- **Trecho**:
━━━━
Será lançado em agosto, o primeiro livro da musicista e pedagoga, Wana Narval, que tem como titulo “A reconstrução histórica e cultural da Corporação Musical União Operária”, com 171 páginas e edição especial da Editora Dialética. Trata-se da dissertação de mestrado em educação sócio comunitária da autora, defendida na Universidade Salesiana de Americana, UNISAL, sob a orientação da professora Dra. Livia Morais Garcia Lima.
Formada também em música pela UNIMEP, concluiu também o curso de canto erudito no Conservatório Dramático Musical Dr Carlos de Campos em Tatuí, a autora encontrou seu jeito profissional e competente, de deixar um legado para a história local. A partir da sua própria história, visto que o avô, Joaquim Inocêncio Carcagnolo, seu Quinzinho, foi integrante da Corporação.
Com a morte da avó, em 1984, seu Quinzinho foi morar na casa em que residiam Wana e sua mãe Benedita Carcagnolo Narval, a quem dedicou este seu primeiro livro. Foi a mãe quem guardou papéis antigos do avo, recortes de jornais, partituras de suas músicas, entre eles, uma composta em parceria com a professora Melitta Brasiliense intitulada “De alguém”, acompanhada por sua sanfona, que era esposa doe um antigo maestro a Corporação, Carlos Brasiliense, que regeu a Banda nos anos de 1930. E foi a partir deste momento que a autora passou a reconstituir a memória de mais um capítulo da União Operária, também conhecida antigamente com o Melitta apelido de “A furiosa”, depois de uma excursão realizada a um festival de bandas na Espanha.
Das inovações em seu livro, a autora nos lega uma série de QR Codes, que podem ser abertos durante a leitura, contendo a melodia “De alguém”, fotos e outros momentos importantes vividos por ela na sua trajetória de construção deste livro que tem duas dimensões importantes, a teoria e as levantadas a partir das memórias pessoais.
━━━━
- **Listagem**:
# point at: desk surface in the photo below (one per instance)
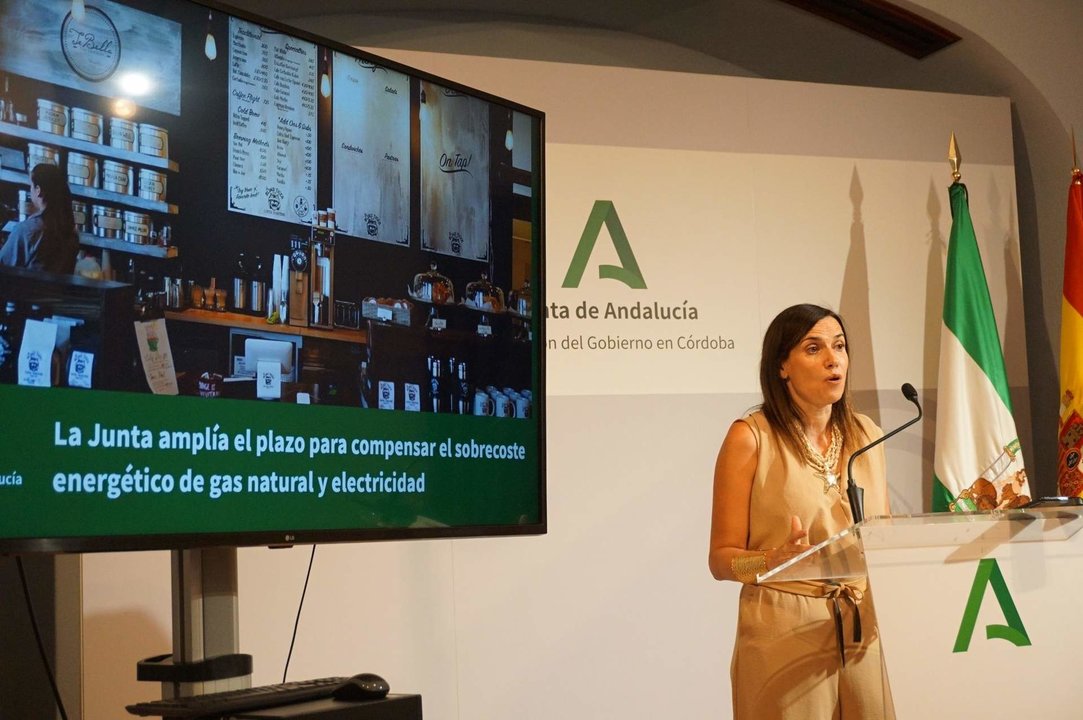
━━━━
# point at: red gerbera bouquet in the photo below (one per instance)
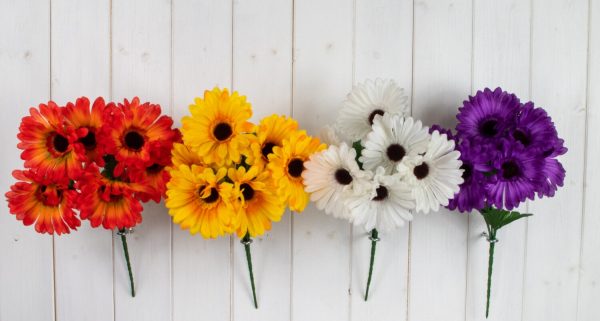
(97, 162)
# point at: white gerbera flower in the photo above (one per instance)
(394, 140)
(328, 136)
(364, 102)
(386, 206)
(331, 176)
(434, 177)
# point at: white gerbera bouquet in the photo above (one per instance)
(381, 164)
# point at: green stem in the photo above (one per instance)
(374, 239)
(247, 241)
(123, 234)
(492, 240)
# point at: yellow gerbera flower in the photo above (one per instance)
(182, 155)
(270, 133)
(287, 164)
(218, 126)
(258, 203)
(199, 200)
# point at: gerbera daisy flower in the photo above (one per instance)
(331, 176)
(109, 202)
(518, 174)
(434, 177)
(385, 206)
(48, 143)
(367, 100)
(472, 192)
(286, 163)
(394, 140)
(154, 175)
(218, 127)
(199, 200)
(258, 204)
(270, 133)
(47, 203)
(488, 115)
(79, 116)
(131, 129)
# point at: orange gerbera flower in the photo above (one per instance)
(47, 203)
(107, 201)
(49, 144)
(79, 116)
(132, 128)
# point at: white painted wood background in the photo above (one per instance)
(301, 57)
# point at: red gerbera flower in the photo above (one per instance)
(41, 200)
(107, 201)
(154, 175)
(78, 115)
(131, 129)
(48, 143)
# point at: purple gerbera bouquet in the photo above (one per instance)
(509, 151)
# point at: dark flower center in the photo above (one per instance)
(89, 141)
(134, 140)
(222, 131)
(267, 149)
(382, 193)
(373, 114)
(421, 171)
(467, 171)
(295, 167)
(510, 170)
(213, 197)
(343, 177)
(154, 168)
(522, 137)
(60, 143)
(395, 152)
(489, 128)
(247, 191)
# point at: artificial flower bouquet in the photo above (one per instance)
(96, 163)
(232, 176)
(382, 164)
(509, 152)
━━━━
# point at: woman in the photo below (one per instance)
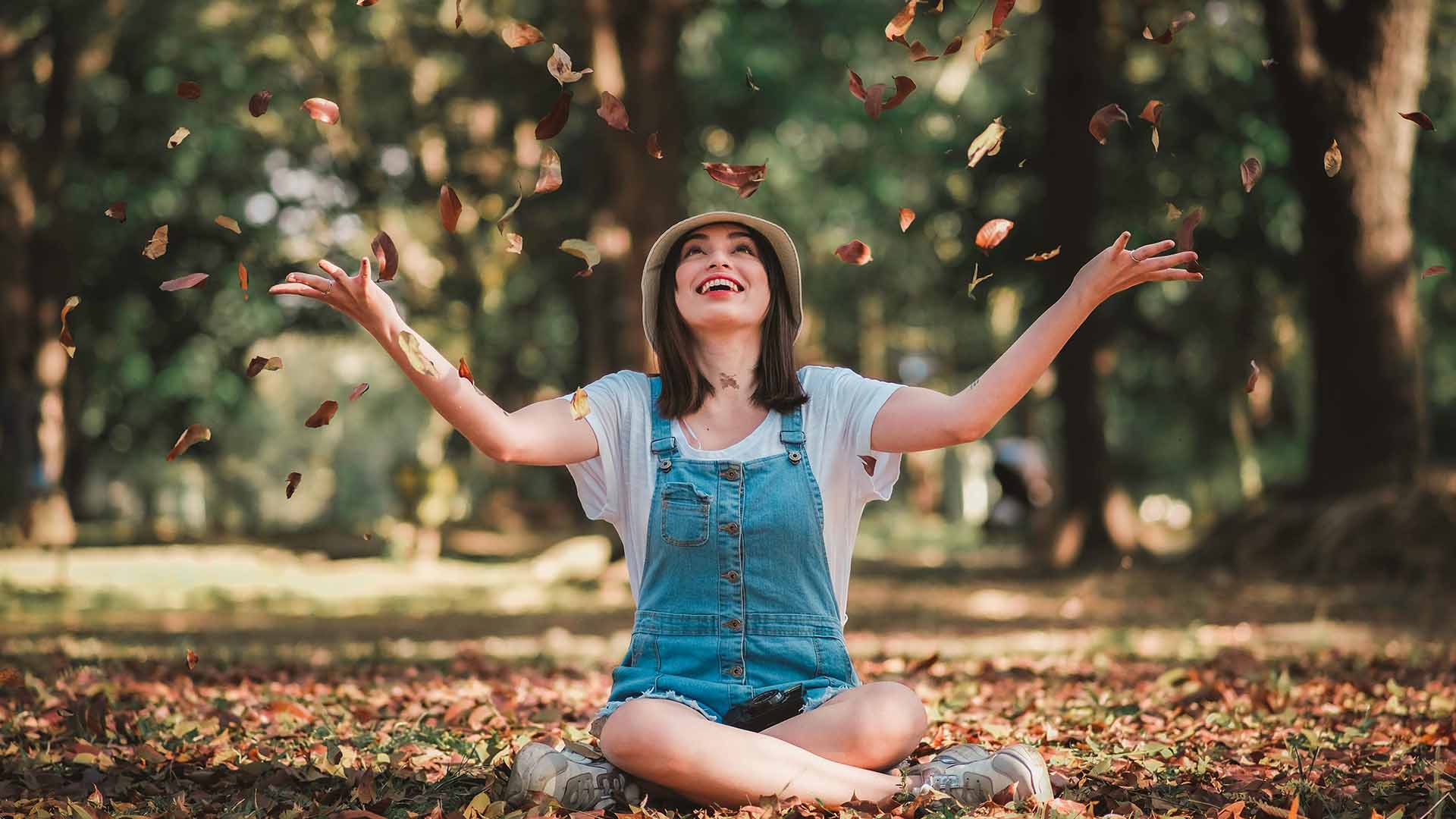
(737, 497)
━━━━
- **Tarefa**: Segundo o trecho, em qual universidade foi defendida a dissertação de mestrado que deu origem ao livro?

- **Resposta**: Na Universidade Salesiana de Americana, a UNISAL.